• [Exercise brief]:
Output, word for word, the part of the parallel computing post that opens with the words containing "In recent years" and closes with "implementation is mandatory.".

[Text shown Boundary: Start]

Massive Parallel Computing with NUMECA's OMNIS™/OpenDBS
Recent developments in NUMECA OMNIS™/Open-DBS have yielded impressive improvements in massively parallel performance. More than just improving the scalability of the solver iteration loop, these developments have affected all phases of a typical simulation: solver startup, iteration, and the solution writing.Taken together, these developments allow efficient performance with over 20,000 processes and have made rapid turnaround of high resolution time accurate simulations a reality.
In recent years there has been a shift in industrial turbomachinery design and analysis to higher fidelity, higher cost, time-accurate simulations in place of traditional steady state analysis. These simulations allow a deeper understanding of blade passing interaction and other time-varying phenomena which can negatively impact design efficiency. However, this type of simulation presents many significant software challenges:
- As opposed to steady state simulation which only require a single meshed blade passage, unsteady simulations require multiple blade passages or even a full 360 degree mesh. To maintain a sufficient mesh density this can lead to an order of magnitude or more increase in mesh size. To achieve a quick solution turnaround time a scalable parallel implementation is mandatory.
- A second problem appears in the form of poorly scaling solver input/output (IO). The famous saying by Ken Batcher applies: “A supercomputer is a device for turning compute-bound problem into an I/O-bound problem”. At higher levels of parallelism a large percentage of computation time is spent on traditionally serial I/O. This is most apparent with unsteady simulations which require frequent solution writes.
Recent developments in the NUMECA OMNIS™/Open-DBS solver have addressed both of these problems. First, optimizations to the MPI-based parallel model have yielded efficient parallel performance with over 20,000 processes and a per-process load of less than 30K cells. Second, a comprehensive parallel I/O solution has been implemented with the CGNS-3 file format, allowing scalable initialization, checkpointing, and shutdown of the OMNIS™/Open-DBS solver at any scale.
Figure 1: OMNIS™/Open-DBS Parallel Performance. 6e8 Cell Mesh, Unsteady DES Solved on the OLCF Titan Supercomputer.
Taken together, these developments have allowed massive unsteady simulations which would have been otherwise unfathomable. In collaboration with Dresser-Rand, high resolution turbomachinery DES simulations have been performed on the OLCF Titan supercomputer using mesh configurations with between 8e7 and 6e8 cells, the largest of which were solved on over 20,000 compute processes. Using the CPUBooster™ module for rapid convergence, and taking advantage of the efficient parallel performance of the OMNIS™/Open-DBS solver, it is now possible to complete each time step in less than 4 minutes including the solution write. This allows a complete solution turnaround time on the order of a few days.
Onset of rotating stall in a turbomachinery diffuser / return channel. OMNIS™/Open-DBS unsteady DES solved on the OLCF Titan supercomputer
Posted by David Gutzwiller
David Gutzwiller is a software engineer and head of High Performance Computing at NUMECA-USA, based in San Francisco, CA. David joined NUMECA in 2009 after completion of a graduate degree in Aerospace Engineering from the University of Cincinnati. His graduate research was focused on the automated structural design and optimization of turbomachinery components. Since joining NUMECA David has worked on the adaptation of the FINE/Turbo and FINE/Open CFD solvers for use in a massively parallel, heterogeneous environment. In collaboration with industry users, David has constructed frameworks for intelligently driven design and optimization on the supercomputers at the Oak Ridge Leadership Computing Facility and Air Force Research Laboratories.

[Text shown Boundary: End]
[Data section Boundary: Start]

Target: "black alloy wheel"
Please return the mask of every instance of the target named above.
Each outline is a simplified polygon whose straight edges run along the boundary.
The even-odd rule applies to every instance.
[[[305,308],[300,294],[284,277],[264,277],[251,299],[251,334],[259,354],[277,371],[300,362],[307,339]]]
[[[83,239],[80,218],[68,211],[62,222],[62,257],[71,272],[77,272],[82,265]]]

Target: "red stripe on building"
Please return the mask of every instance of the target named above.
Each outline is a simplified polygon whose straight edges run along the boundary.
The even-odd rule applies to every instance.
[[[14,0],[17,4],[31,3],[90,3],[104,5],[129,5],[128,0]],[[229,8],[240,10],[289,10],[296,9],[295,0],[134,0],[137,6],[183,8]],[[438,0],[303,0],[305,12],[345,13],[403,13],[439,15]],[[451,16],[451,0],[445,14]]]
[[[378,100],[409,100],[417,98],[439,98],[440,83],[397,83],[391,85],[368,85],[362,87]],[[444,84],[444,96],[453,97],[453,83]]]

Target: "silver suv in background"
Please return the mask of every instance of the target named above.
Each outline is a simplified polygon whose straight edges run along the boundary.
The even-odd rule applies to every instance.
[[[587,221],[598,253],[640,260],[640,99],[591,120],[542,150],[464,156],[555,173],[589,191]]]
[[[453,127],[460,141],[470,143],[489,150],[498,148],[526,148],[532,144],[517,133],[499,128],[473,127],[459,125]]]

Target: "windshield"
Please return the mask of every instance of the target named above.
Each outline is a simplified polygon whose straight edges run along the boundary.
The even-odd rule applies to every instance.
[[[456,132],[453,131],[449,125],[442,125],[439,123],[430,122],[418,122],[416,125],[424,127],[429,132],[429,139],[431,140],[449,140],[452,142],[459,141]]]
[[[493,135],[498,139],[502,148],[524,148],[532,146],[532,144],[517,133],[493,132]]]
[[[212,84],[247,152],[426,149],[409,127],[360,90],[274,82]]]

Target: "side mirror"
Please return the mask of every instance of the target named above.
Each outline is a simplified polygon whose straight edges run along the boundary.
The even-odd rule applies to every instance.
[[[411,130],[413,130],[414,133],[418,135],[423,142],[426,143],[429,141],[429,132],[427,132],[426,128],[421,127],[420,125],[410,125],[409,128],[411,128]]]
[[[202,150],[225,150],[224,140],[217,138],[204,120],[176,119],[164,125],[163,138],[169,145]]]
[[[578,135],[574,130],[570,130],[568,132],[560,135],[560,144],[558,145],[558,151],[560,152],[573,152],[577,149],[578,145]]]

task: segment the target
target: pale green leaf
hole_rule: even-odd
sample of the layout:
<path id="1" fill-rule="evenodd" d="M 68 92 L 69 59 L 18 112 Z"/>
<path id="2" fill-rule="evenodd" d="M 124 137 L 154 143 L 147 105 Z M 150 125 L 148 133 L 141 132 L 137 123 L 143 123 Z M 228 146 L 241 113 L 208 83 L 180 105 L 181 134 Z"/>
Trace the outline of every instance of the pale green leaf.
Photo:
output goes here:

[Data section Boundary: End]
[Data section Boundary: Start]

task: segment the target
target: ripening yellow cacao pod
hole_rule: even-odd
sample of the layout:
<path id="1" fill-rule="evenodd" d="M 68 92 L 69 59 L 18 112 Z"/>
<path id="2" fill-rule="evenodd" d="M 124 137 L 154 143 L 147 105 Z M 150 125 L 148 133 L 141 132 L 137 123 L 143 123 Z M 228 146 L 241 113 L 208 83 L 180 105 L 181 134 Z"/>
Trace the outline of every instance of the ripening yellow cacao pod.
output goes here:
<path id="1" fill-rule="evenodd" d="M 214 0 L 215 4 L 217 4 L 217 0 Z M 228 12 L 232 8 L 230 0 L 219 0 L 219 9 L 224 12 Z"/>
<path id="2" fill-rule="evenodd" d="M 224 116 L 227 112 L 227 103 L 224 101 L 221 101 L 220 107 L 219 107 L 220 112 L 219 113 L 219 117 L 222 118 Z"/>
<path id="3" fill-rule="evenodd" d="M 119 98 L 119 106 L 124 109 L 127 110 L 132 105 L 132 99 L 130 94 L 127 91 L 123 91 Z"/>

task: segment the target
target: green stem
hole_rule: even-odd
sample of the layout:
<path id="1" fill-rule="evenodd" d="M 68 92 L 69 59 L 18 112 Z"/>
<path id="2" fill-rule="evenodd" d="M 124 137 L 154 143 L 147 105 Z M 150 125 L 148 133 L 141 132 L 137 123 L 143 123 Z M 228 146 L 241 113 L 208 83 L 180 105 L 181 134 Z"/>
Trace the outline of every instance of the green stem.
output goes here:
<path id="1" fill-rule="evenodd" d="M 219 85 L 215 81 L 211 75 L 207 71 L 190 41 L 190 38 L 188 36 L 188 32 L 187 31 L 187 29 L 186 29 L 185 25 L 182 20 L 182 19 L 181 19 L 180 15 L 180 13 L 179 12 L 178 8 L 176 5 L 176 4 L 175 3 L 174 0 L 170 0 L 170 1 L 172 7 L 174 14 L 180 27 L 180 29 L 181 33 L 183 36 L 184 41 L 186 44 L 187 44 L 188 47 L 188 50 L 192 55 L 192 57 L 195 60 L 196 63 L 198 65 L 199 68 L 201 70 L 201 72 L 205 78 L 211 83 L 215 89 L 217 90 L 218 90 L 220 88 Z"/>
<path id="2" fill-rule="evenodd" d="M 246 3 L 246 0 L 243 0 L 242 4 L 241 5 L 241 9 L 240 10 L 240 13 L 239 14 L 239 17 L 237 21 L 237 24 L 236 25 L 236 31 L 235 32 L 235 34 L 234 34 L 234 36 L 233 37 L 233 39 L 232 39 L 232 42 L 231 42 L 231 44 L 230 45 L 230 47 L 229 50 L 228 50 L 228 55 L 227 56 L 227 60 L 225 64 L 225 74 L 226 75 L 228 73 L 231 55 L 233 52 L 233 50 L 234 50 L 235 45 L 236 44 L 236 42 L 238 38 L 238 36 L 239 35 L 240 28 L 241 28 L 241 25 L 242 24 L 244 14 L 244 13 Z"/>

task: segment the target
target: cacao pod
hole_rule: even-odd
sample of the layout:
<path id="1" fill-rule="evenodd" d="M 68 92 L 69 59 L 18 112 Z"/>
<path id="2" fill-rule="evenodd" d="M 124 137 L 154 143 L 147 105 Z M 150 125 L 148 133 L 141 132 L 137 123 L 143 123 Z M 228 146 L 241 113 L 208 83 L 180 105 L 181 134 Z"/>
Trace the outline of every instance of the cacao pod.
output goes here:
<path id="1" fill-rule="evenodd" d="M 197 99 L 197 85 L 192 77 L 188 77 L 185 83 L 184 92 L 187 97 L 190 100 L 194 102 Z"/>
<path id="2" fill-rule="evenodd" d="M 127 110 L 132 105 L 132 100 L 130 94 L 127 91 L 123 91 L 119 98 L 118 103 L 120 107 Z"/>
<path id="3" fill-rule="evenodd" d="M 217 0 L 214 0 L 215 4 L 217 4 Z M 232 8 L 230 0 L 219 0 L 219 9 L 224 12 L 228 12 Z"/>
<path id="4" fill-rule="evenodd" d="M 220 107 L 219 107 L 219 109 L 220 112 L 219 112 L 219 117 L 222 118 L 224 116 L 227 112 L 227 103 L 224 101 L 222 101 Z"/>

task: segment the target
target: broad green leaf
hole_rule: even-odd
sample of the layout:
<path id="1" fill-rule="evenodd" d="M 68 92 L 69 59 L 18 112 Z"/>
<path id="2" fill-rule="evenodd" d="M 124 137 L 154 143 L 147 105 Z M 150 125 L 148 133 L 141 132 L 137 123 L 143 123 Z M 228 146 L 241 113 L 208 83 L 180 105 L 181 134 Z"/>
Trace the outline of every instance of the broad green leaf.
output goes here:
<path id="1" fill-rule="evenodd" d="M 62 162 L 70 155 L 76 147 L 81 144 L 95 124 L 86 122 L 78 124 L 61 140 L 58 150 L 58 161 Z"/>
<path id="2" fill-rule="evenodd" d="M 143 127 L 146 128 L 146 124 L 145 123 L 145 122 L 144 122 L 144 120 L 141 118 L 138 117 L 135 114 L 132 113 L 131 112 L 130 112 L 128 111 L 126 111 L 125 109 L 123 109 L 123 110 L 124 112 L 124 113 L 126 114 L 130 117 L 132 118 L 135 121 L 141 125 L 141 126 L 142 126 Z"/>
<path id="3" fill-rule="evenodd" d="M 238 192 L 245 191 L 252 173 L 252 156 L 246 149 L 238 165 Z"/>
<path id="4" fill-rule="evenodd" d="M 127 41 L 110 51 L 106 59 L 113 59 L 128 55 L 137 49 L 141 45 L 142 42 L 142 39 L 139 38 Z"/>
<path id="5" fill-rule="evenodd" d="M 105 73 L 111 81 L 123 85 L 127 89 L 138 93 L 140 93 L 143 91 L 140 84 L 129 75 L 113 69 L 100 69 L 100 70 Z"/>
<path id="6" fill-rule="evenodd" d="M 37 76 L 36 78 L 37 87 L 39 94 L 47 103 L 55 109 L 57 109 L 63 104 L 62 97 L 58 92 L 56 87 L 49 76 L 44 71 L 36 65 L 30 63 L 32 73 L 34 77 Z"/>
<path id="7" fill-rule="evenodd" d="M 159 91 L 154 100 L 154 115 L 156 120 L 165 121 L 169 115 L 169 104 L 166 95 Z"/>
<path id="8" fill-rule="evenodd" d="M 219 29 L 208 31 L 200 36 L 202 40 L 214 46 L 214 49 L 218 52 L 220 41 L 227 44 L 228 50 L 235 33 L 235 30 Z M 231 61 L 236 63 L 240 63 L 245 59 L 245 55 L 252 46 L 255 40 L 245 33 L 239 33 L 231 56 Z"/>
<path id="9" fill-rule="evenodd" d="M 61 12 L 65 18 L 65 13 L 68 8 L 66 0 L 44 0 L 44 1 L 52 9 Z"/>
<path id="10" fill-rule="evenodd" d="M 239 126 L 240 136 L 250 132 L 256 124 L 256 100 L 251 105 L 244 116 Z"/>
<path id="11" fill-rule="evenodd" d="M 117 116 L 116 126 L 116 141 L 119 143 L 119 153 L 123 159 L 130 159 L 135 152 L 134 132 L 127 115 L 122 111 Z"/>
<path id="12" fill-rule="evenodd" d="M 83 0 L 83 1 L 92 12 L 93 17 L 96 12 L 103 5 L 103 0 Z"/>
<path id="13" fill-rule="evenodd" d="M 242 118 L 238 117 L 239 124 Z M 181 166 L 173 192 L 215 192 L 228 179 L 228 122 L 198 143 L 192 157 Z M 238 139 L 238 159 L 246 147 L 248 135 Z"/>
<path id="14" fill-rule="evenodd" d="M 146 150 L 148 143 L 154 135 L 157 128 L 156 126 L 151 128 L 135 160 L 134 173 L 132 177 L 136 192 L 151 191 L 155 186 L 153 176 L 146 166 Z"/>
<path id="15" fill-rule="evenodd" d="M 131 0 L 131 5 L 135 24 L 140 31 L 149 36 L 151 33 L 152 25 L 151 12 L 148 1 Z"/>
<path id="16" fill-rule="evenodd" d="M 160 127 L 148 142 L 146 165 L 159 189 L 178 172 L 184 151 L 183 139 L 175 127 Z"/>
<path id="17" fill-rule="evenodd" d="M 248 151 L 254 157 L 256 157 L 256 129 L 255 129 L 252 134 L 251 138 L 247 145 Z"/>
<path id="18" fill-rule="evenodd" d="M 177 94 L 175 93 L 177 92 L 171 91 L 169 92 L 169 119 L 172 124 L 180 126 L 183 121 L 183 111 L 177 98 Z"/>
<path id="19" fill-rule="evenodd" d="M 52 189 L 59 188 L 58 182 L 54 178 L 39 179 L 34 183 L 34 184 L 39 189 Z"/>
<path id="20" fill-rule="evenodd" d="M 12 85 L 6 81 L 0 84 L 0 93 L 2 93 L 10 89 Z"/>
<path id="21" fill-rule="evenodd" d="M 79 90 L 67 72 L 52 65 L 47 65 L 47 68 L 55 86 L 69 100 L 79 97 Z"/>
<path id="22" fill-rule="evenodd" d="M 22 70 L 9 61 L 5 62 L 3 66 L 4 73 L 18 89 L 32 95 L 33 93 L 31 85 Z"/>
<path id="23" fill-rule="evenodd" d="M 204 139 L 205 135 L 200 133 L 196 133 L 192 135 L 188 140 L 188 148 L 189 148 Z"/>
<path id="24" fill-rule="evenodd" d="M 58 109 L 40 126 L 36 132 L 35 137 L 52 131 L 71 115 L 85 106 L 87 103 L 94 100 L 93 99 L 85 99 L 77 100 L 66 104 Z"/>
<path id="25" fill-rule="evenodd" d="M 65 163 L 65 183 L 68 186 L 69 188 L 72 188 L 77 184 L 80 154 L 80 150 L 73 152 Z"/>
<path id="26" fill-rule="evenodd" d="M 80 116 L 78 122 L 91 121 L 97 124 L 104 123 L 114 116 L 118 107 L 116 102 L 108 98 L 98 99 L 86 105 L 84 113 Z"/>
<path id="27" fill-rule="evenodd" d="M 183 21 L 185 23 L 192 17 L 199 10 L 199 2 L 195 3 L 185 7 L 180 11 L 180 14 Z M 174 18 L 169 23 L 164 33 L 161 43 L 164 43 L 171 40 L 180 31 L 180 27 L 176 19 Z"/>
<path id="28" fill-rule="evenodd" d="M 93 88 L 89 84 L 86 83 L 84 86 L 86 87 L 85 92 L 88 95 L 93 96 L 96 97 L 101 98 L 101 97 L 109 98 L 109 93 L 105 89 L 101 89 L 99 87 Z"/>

[Data section Boundary: End]

• [Solution]:
In recent years there has been a shift in industrial turbomachinery design and analysis to higher fidelity, higher cost, time-accurate simulations in place of traditional steady state analysis. These simulations allow a deeper understanding of blade passing interaction and other time-varying phenomena which can negatively impact design efficiency. However, this type of simulation presents many significant software challenges:
- As opposed to steady state simulation which only require a single meshed blade passage, unsteady simulations require multiple blade passages or even a full 360 degree mesh. To maintain a sufficient mesh density this can lead to an order of magnitude or more increase in mesh size. To achieve a quick solution turnaround time a scalable parallel implementation is mandatory.